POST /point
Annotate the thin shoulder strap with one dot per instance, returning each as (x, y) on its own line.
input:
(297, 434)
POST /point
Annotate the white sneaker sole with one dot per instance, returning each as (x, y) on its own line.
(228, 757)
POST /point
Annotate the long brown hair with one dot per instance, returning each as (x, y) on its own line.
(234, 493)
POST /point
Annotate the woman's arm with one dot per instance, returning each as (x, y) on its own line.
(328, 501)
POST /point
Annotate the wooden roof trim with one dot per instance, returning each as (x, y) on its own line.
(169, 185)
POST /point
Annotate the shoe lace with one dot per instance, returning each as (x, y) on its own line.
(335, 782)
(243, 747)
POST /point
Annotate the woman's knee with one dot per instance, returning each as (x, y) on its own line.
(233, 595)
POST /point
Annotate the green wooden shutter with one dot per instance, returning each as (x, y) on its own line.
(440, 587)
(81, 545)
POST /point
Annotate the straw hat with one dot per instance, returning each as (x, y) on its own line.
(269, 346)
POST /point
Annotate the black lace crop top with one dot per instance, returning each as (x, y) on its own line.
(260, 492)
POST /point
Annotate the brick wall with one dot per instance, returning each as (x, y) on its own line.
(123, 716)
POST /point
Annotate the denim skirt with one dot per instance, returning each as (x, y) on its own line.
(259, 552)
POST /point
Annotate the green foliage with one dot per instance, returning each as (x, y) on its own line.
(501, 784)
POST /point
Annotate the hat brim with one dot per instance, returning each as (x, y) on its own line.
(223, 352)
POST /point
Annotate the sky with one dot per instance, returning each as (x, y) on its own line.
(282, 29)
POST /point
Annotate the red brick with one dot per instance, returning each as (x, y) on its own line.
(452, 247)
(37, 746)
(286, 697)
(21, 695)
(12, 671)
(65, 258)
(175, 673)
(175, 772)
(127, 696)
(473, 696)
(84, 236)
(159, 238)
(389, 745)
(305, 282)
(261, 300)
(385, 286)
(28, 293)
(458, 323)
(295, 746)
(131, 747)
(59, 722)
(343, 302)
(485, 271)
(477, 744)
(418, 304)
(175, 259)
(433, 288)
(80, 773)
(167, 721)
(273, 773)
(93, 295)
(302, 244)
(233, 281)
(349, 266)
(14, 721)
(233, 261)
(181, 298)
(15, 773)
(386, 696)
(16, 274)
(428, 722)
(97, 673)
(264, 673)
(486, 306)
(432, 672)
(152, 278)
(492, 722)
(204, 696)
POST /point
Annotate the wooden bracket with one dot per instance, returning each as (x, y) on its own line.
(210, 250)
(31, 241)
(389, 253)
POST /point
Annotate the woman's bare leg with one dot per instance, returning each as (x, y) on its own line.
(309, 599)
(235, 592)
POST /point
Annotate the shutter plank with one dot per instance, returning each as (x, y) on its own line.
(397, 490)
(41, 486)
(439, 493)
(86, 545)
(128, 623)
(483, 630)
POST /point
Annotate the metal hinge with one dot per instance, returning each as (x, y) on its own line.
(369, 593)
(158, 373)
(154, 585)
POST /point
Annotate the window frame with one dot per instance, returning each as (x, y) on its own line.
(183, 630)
= = = = = = =
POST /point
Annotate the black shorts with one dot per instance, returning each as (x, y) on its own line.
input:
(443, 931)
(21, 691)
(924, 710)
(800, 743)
= = = = = = =
How many lines of the records contain the word "black"? Case counts. Reply with the number only.

Solution → 2